Task prompt: Extract all of the entries and give them again, word for word.

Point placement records
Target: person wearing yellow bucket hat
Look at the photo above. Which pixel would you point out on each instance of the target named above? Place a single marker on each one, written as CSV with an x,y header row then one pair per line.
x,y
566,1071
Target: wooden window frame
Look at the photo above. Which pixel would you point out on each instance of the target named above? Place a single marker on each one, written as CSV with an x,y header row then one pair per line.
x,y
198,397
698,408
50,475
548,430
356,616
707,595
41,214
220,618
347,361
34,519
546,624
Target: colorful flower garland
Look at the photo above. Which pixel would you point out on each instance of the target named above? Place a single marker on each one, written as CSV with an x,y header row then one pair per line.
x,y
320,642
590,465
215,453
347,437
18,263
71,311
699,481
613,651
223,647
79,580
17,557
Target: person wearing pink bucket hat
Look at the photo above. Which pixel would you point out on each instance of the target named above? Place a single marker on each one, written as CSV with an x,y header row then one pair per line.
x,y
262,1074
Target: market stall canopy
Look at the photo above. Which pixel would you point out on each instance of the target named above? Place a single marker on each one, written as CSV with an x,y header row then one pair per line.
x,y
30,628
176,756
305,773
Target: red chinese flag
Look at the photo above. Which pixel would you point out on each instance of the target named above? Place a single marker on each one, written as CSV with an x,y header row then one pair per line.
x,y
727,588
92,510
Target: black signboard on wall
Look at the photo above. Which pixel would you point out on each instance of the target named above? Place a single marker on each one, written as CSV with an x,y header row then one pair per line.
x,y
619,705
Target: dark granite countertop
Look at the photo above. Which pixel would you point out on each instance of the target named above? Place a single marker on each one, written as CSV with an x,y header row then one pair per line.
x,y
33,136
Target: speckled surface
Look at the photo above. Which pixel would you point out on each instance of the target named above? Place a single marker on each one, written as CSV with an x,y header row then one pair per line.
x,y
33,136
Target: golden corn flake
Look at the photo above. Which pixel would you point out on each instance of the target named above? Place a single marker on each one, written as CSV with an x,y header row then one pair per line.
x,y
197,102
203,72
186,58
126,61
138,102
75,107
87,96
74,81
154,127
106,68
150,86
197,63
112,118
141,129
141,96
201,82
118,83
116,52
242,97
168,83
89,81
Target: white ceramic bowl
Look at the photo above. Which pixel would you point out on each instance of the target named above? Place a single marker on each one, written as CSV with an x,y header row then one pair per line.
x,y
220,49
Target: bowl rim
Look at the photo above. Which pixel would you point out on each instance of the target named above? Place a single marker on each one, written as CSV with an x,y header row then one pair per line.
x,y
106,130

Output for this task:
Target: person wearing yellow bucket hat
Look at the photo above. Which pixel would you point out on each instance of the target named above? Place a single marker on each one, written as CSV with an x,y header row then one pair per line.
x,y
566,1071
Target: wooden window frame
Look at the photo above. Which pixel would you point out on each instance of the target named above? Place a single marker on each one, written as CSV with an x,y header row then one pair per line.
x,y
198,397
698,408
50,475
548,430
356,616
707,595
41,214
220,618
347,361
34,519
546,624
Target: colorful flower garland
Look at the photo above. Which pixel would you point out on each instance of the target named above? Place a single marker on each one, written as CSV with an x,y header row then one pair per line.
x,y
320,642
590,465
215,453
347,437
18,263
71,311
699,481
613,651
223,647
79,580
17,557
Target: person wearing pink bucket hat
Look at the photo above. Which pixel would you point out on each instance of the target named above? Place a single marker on each one, written as CSV with an x,y header row then one pair per line.
x,y
262,1074
Target: market stall canopy
Look at the photo above. Which pixel would you point out on each instance of the target named above? Place a single marker on each one, written as CSV with an x,y header row then one pair per line.
x,y
30,628
176,756
305,773
Target: red chinese flag
Look at the photo above. Which pixel would you point out on each instance of the target named above? Place a single marker on each one, written as CSV with an x,y header row then one pair per line.
x,y
727,588
92,510
Target: black signboard on wall
Look at the photo above. Which pixel would you point out on each instance of the target named above? Place a single marker on each one, written as CSV with an x,y header row then one pair per line.
x,y
619,705
Target: dark granite countertop
Look at the photo above. Which pixel would you point out on each instance of the target named above? Place a single marker on each one, written as CSV with an x,y header row then one pair per line.
x,y
33,136
Target: speckled surface
Look at the photo above. Which pixel would you point out on each instance of the target named above? Place a single marker on each one, written as CSV with an x,y header row then one pair per line.
x,y
33,136
Target: golden corn flake
Look at the photo above. Which pixel would you point out on each instance of the target named above? Place a single marker on each one, written as CSV with an x,y header row then one pair per line.
x,y
197,102
203,72
186,58
126,61
138,102
75,107
87,96
74,81
154,127
106,68
150,86
197,63
112,118
141,129
141,96
201,82
118,83
116,52
242,97
168,83
89,81
Target: white ceramic bowl
Look at the photo above. Which pixel would you point out on each instance of the target named above? Place a single marker on each one, written as CSV with an x,y header row then one pair per line.
x,y
220,49
Target: bowl rim
Look at the photo above. Which pixel would you point out on each instance of the target named above? Place a single marker on each one, written as CSV with an x,y header row then one pair per line.
x,y
106,130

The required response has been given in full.